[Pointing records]

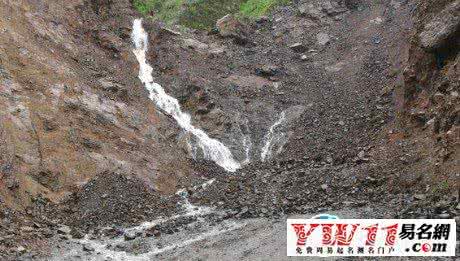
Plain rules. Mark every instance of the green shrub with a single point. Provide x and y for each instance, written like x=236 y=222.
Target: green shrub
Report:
x=203 y=14
x=257 y=8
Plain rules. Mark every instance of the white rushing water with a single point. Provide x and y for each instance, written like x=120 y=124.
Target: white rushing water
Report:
x=212 y=149
x=273 y=138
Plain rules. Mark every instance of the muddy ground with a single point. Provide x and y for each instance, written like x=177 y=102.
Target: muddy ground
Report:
x=86 y=157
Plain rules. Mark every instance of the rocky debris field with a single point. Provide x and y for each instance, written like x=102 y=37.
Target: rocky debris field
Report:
x=329 y=106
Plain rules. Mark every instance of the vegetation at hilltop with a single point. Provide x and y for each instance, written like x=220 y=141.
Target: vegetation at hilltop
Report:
x=202 y=14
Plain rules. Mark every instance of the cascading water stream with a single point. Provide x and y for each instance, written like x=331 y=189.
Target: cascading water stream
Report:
x=273 y=138
x=212 y=149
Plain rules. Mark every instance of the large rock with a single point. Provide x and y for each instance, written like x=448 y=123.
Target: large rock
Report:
x=441 y=28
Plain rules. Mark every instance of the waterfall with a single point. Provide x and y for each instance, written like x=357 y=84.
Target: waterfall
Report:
x=274 y=138
x=212 y=149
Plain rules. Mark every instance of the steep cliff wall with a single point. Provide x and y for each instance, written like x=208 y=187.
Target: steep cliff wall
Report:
x=71 y=105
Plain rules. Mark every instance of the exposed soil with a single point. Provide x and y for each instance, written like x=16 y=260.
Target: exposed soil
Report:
x=371 y=122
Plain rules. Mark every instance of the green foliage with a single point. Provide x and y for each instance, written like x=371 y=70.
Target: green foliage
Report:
x=165 y=10
x=257 y=8
x=203 y=14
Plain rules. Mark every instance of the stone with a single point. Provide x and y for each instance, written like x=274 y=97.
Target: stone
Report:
x=195 y=44
x=88 y=248
x=444 y=215
x=267 y=70
x=243 y=211
x=298 y=47
x=170 y=31
x=76 y=233
x=441 y=28
x=419 y=196
x=130 y=236
x=21 y=250
x=229 y=26
x=64 y=230
x=323 y=39
x=27 y=229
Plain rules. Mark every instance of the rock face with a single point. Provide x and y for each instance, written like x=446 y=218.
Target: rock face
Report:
x=443 y=30
x=71 y=105
x=432 y=80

▶ Instructions for the task
Quote the material exactly. Pictures stay out.

▶ Exercise output
Plain rules. Mark every instance of the green shrub with a single point. Provide x and y for each instance, written like x=236 y=222.
Target: green shrub
Report:
x=203 y=14
x=257 y=8
Plain rules. Mark every instance of the white rushing water with a single point. Provide x and y for each instance, written like x=120 y=124.
Target: white rushing water
Report:
x=212 y=149
x=273 y=138
Plain rules. Mark every instance of the muddy ground with a single point. Provide x and y for each instance, written like x=177 y=102.
Target: muddy ground
Report:
x=86 y=157
Plain rules. Mark every instance of the rocky debris field with a single point. Provide x and y for each instance, written like x=102 y=37.
Target: rocky debris field
Report:
x=329 y=106
Plain rules. Mark every instance of the vegetation at hilltop with a single point. Provide x and y for each instance, written like x=220 y=141.
Target: vegetation at hilltop
Report:
x=202 y=14
Plain rules. Mark every instance of the cascading water stream with a single point. Provide x and y for each instance, written like x=331 y=189.
Target: cascading water stream
Report:
x=273 y=138
x=212 y=149
Plain rules. Mark every instance of the large rock with a single point. Provide x and y for each instance, written like x=448 y=123.
Target: large rock
Report:
x=441 y=28
Plain rules. Mark every instance of the waterfall with a single point. Provide x and y for each instance, written like x=357 y=84.
Target: waterfall
Report:
x=274 y=138
x=212 y=149
Plain rules. Mark every instance of the steep cliff wall with a single point. Provide x and y for each instance, written like x=208 y=187.
Target: steep cliff wall
Report:
x=71 y=105
Plain rules. Mark every instance of the exposed soil with a single point. Provide x and y for each instance, written like x=16 y=260.
Target: exposed soil
Report:
x=371 y=122
Plain rules. Mark every instance of the green foliage with a single point. Provide x and y for each instance, written like x=371 y=70.
Target: green foliage
Report:
x=165 y=10
x=257 y=8
x=203 y=14
Plain rules. Mark every instance of the stone with a single point. Provide x and y for each instance, written like x=274 y=97.
Target: stone
Report:
x=195 y=44
x=88 y=248
x=444 y=215
x=267 y=70
x=243 y=211
x=298 y=47
x=170 y=31
x=76 y=233
x=441 y=28
x=419 y=196
x=130 y=236
x=21 y=250
x=229 y=26
x=64 y=230
x=323 y=39
x=27 y=229
Plain rules. Mark every instance of the rock face with a single point. Provide x and y for each instance, written like x=446 y=218.
Target: rock face
Report:
x=443 y=30
x=71 y=105
x=432 y=80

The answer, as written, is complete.